WORK INSTRUCTION: Before copying, set the pictures aside; then repeat every line below verbatim.
—————
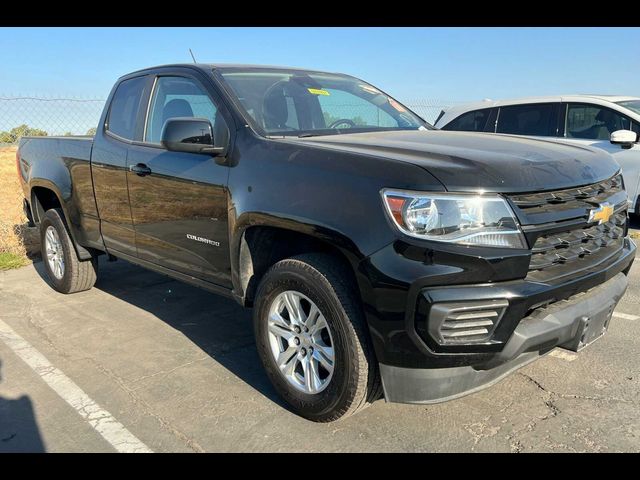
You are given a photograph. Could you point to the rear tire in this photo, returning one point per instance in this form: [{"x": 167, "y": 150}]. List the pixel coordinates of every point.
[
  {"x": 67, "y": 273},
  {"x": 351, "y": 381}
]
—————
RESPONSE TO THE TASK:
You are given a photograph. Could you point to the rear tire in this photo, returning one point per instance in this form: [{"x": 167, "y": 150}]. List the pixel coordinates of every point.
[
  {"x": 67, "y": 273},
  {"x": 351, "y": 381}
]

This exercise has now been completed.